◆ **QUESTIONS TO ANSWER**
**a)** Translate this sentence from the IBERS funding article into Spanish: "The new resilient crops funding will support studies on perennial ryegrass, clover, oats and the energy grass, miscanthus."
**b)** Extend the article on the IBERS funding with a paragraph that picks up after its final sentence.

◆ **GIVEN TEXT**
------------------------------------

Livestock farmers should be able to look forward to higher grassland yields following a £9.8m funding boost to Aberystwyth University’s Institute of Biological, Environmental and Rural Sciences (IBERS) for its work on resilient crops.
IBERS, which is based in Gogerddan near Aberystwyth, conducts research designed to address global challenges such as food security, bioenergy and sustainability, and the impacts of climate change.
The research centre’s work addresses the challenge of climate change by studying what is needed for future agricultural resilience and understanding how to produce sustainable biomass to achieve net zero targets.
The new resilient crops funding will support studies on perennial ryegrass, clover, oats and the energy grass, miscanthus.
The research includes investigating reducing the environmental impact of livestock, developing tools to accelerate plant breeding, and using biorefineries to boost plant-based products.
Professor Iain Donnison, head of IBERS at Aberystwyth University: “It is a great honour, including as the only BBSRC institute in Wales, to have received this strategically important investment.
"The new funding gives us the opportunity to help agriculture to be more climate resilient as well as promote a renaissance in agricultural productivity and to develop a bioeconomy that tackles climate change while creating new industries and jobs within both rural and urban economies.”

------------------------------------

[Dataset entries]
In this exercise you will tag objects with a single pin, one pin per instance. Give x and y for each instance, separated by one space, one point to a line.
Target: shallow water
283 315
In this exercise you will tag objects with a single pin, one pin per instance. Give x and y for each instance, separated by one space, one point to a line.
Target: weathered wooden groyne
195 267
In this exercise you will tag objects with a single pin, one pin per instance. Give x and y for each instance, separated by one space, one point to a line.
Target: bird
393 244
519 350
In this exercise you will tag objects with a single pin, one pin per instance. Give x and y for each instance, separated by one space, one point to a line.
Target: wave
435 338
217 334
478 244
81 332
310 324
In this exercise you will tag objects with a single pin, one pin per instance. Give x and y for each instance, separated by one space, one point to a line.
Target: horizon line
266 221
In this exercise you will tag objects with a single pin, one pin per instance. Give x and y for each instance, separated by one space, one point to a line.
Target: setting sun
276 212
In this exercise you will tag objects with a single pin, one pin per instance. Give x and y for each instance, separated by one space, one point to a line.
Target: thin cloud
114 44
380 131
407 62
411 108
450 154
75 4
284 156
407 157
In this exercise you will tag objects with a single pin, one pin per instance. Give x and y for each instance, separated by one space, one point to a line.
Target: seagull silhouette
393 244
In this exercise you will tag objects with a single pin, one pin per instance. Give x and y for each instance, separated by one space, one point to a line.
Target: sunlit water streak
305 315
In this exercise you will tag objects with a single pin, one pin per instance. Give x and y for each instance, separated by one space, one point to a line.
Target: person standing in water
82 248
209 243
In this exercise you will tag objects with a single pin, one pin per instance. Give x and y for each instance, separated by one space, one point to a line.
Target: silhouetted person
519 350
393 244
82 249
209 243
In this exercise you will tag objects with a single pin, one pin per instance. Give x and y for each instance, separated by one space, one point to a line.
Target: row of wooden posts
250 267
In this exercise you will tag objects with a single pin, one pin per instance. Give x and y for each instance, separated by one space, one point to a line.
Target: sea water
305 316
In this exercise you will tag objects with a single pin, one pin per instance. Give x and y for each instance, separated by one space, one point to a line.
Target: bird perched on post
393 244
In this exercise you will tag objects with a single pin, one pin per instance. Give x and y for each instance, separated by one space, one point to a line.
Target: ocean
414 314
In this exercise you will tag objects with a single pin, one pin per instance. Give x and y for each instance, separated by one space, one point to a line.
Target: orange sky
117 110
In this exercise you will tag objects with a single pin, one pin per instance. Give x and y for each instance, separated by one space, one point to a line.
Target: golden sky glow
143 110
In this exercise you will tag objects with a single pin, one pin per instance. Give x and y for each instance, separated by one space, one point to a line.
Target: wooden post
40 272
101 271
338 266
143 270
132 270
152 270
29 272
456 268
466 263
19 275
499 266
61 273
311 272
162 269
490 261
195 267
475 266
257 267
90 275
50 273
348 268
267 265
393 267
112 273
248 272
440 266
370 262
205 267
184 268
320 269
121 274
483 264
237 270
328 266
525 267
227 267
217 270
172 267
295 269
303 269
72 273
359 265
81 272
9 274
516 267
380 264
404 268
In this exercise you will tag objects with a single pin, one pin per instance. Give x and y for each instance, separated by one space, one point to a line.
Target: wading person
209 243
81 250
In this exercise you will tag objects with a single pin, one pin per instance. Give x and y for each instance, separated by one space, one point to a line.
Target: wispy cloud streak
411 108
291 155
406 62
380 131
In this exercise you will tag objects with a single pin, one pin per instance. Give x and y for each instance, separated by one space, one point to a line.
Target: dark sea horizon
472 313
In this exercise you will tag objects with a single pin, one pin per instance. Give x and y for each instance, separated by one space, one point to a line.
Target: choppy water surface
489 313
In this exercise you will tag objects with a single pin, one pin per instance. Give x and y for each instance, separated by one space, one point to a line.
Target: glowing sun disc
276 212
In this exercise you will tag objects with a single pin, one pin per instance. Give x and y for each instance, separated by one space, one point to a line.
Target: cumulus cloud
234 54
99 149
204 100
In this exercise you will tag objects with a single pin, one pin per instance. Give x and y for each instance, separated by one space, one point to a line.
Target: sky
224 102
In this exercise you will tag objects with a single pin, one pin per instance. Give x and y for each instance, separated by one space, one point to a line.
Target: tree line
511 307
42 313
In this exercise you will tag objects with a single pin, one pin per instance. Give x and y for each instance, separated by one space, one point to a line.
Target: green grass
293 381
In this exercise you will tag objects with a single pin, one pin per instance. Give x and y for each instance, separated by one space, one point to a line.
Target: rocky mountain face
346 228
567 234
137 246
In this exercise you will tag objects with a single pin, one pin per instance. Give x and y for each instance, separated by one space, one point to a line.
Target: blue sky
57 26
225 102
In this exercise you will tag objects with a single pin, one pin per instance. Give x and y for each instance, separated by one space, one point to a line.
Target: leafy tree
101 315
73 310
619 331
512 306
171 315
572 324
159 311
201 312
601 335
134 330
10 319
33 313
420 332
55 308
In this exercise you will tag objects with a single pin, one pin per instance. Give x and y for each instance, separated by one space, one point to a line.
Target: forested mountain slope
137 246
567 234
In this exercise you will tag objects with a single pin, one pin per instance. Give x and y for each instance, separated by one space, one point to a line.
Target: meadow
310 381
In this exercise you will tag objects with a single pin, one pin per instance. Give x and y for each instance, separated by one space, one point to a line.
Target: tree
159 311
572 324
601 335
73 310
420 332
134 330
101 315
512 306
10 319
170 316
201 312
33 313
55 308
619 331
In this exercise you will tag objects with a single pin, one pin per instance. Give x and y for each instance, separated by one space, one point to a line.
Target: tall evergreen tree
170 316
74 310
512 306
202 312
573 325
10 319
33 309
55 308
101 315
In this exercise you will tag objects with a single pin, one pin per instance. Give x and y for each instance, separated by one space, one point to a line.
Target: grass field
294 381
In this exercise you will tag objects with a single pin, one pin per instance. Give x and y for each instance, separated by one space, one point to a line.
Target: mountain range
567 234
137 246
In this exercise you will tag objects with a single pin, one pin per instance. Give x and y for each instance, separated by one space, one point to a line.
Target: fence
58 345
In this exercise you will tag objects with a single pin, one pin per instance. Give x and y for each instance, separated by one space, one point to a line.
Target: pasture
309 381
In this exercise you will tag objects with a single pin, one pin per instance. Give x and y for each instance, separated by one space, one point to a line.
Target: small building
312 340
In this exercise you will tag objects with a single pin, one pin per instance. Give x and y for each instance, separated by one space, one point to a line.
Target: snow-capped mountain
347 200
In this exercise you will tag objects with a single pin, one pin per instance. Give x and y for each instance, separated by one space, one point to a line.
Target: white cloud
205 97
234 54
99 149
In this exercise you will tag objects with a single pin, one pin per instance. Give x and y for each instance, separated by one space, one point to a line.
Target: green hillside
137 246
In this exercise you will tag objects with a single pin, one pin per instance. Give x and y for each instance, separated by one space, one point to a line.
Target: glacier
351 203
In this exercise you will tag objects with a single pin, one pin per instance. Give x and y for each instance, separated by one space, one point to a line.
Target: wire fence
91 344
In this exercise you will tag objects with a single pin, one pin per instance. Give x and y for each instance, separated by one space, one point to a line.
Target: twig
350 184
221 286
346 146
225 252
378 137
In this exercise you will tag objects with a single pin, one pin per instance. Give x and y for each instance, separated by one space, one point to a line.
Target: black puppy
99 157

------------------------------------

◆ **ANSWER LIST**
**a)** La nueva financiación para cultivos resilientes apoyará estudios sobre el raigrás perenne, el trébol, la avena y la gramínea energética miscanthus.

**b)**
“IBERS convenes a unique group of grassland and plant breeding scientists, state-of-the-art research facilities and collaborative industry networks with one clear vision in mind: to ensure that humanity can sustainably produce the food, animal feed and plant based industrial resources it needs, both now and in the future.”
Aberystwyth University vice-chancellor, Professor Elizabeth Treasure, added:
“This new funding is a great vote of confidence in the expert team at IBERS and its world-leading research in so many fields. Its work is vital, not only locally and nationally, but for the whole world.”
IBERS at Aberystwyth University is one of eight strategic research institutes supported by this long-term investment by the Biotechnology and Biological Sciences Research Council (BBSRC), part of UKRI.
Funding for the institute in west Wales is part of a wider investment from the BBSRC in life science research institutes and infrastructure totalling more than £376m between 2023 and 2028.